Confused by the vaccine rollout? Good, then you’re right on track. On Tuesday morning the Dallas County Commissioners Court convened for their first meeting of the year and discussed vaccinations, where we are now, how we got here and the path forward.
As usual for the past nine months, the first batter up was Dr. Philip Huang, Dallas County’s director of health and human services. Early on, commissioners wagged their phones at him, asking questions about the distribution map, which raises more questions and serious concerns than answers or peace of mind.
But, before we dive into the map, in the first three weeks of the vaccine rollout, Huang reported, 85,500 doses have been administered locally, that's about 3% of Dallas County's population.

## Task prompt
Continue the article about the Dallas County vaccine rollout from where it stops, picking up after the line about 85,500 doses.

## Data for review
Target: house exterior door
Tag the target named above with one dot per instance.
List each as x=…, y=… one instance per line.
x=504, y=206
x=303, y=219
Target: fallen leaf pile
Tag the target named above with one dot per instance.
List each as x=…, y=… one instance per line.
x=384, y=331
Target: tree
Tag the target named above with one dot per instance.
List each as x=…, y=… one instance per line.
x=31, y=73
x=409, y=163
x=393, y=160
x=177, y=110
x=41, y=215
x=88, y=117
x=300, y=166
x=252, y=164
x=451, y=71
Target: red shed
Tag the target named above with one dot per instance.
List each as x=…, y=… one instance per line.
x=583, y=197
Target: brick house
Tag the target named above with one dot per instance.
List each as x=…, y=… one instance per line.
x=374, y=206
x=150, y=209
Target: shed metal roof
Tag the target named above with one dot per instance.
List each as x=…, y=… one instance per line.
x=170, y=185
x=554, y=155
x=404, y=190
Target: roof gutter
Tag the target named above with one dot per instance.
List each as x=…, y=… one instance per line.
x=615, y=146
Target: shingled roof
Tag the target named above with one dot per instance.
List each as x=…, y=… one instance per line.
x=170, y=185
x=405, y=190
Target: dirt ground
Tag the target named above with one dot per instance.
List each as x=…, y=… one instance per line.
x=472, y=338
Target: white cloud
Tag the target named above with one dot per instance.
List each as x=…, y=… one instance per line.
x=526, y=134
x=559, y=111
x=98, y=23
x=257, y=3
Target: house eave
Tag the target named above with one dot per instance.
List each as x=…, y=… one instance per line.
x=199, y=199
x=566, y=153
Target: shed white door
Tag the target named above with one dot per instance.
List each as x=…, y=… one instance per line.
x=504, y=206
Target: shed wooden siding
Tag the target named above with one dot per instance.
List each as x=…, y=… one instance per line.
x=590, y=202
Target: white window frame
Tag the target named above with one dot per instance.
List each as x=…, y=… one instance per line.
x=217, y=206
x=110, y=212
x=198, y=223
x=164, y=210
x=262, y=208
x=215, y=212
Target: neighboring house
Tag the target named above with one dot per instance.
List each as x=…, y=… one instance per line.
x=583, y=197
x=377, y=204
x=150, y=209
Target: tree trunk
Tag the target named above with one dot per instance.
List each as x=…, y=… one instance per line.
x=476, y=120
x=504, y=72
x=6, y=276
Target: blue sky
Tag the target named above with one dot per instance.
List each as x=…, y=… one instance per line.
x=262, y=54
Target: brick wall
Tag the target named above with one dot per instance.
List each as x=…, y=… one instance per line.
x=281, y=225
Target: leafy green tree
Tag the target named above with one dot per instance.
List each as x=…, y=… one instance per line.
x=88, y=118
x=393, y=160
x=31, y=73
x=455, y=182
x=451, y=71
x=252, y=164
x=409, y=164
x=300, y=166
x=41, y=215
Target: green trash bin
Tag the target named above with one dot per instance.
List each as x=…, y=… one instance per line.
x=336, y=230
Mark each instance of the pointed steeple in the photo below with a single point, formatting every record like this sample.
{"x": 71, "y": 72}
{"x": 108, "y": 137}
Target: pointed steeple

## Answer to the problem
Huang also provided data on exactly who has received the vaccine so far. Phase 1A-Tier 1 is intended to cover all frontline health care employees, particularly those who work directly with patients who are positive or high-risk. There are between 29,000 to 44,000 individuals in this tier in Dallas County, and Huang said most have been offered the opportunity to have the vaccine, but emphasized several times that a significant number “want to wait” on getting immunized.
Phase 1A also includes staff and patients at long-term care facilities; about 23,000 to 32,000 people. These vaccinations are in progress.
And, 5,600 EMS workers have received their first dose. There are also about 38,000 home health care workers, who are being vaccinated.
There are still as many as 35,000 people in Phase 1A in Dallas County who need shots. County Judge Clay Jenkins told the court that Dallas County should receive 2,000 shots a day next week. And remember, everyone needs two shots, spaced three weeks apart. So, the county is weeks out from completing the first group.
Complicating the plan, last week Texas Gov. Greg Abbott hastily opened up vaccines to Tier 1B when 1A wasn’t completed yet after reading faulty data that indicated shots were sitting on a shelves going unused. The shots had been used, the spreadsheet tracking them just hadn’t been updated.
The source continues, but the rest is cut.